[SELECTED PASSAGE — start]

When looking at support we wanted to make sure we offer two channels. One almost instantaneous and the other for people that want to run things at their own pace. We chose chat and email as our default support channels.

3 years later, we offer world class support to all our customers, irrespective of what pricing plan they are on. We never bothered to look around and see what our competition was up to. My curiosity was piqued when prospects started leaving our competition and coming to us just because they were unhappy with the level of support they had received from our competition. And I am not talking about customers that were paying the competition pocket change. I am talking about customers that were paying in the thousands of dollars a year but were still told to upgrade to the next plan to receive something as fundamental as chat support. Forget speaking to a support agent on the phone or via a remote session.

Discussions with my head of support Shankar confirmed what I always suspected. Most organizations see technical support as a cost to the company. Something that adds no value to their operations and is simply an overhead. But that led me to another discovery. At Hiver, our customers and even future prospects saw our support team as something that was a value add. I got confirmation when I spoke to my new business team. The team has leveraged the support we offered when closing deals. To quote a team member from the new business team “there have been deals that would not have closed without the support team”

Intrigued, I decided to dig a little deeper as to why organizations are labelling support as a cost center. Here is what I uncovered.

The way most organizations offer support is lousy

Let me give you an example. You just subscribed to a new product. You are the typical buyer. You don’t want to go all in with a product. So you do the trial, decide to subscribe at a lower level and then decide to start using the product. Day 2 into the subscription, you come across a problem that you cannot figure out on your own.

[SELECTED PASSAGE — finish]

**ACTIONS TO TAKE**
• 1. Answer these questions from the passage on customer support:
(a) Which two channels were chosen as the default support channels?
(b) What is the name of the head of support?
(c) On what day of the subscription does the buyer in the example encounter a problem?
• 2. Repeat the portion of the passage on customer support starting with "3 years later, we" and going on through "a remote session.".
The rows are separate material with no connection to the passage on customer support.

[SUPPLIED DATA — start]

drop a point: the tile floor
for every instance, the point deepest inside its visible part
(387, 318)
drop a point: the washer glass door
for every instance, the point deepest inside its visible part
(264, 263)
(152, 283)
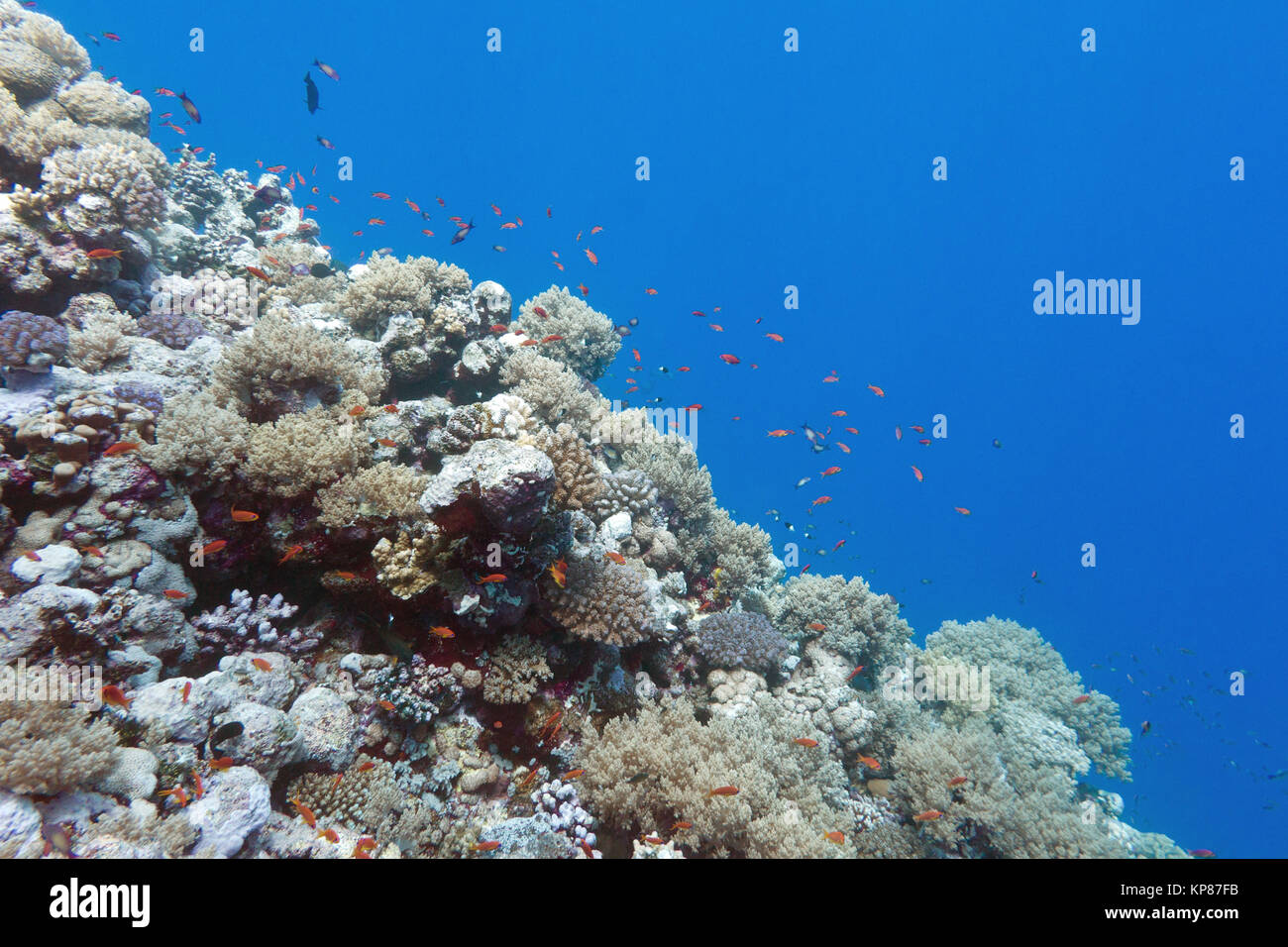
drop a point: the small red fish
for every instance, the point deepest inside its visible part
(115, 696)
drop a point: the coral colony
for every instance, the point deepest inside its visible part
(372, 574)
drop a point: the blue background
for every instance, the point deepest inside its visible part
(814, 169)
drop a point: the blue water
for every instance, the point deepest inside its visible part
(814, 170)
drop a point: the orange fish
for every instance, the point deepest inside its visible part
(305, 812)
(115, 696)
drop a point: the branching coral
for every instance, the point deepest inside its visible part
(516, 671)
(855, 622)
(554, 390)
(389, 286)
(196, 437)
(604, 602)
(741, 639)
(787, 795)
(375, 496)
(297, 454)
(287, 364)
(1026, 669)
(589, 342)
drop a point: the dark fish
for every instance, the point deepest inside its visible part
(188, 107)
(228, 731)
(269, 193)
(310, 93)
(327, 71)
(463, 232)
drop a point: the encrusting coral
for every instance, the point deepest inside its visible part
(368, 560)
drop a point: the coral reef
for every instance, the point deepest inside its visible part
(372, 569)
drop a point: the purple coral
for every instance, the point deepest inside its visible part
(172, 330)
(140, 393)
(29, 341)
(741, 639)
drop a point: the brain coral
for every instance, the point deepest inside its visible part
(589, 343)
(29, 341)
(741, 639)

[SUPPLIED DATA — finish]

**RESULTS OF THE TASKS**
• 1.
(a) Chat and email.
(b) Shankar.
(c) Day 2.

• 2.
3 years later, we offer world class support to all our customers, irrespective of what pricing plan they are on. We never bothered to look around and see what our competition was up to. My curiosity was piqued when prospects started leaving our competition and coming to us just because they were unhappy with the level of support they had received from our competition. And I am not talking about customers that were paying the competition pocket change. I am talking about customers that were paying in the thousands of dollars a year but were still told to upgrade to the next plan to receive something as fundamental as chat support. Forget speaking to a support agent on the phone or via a remote session.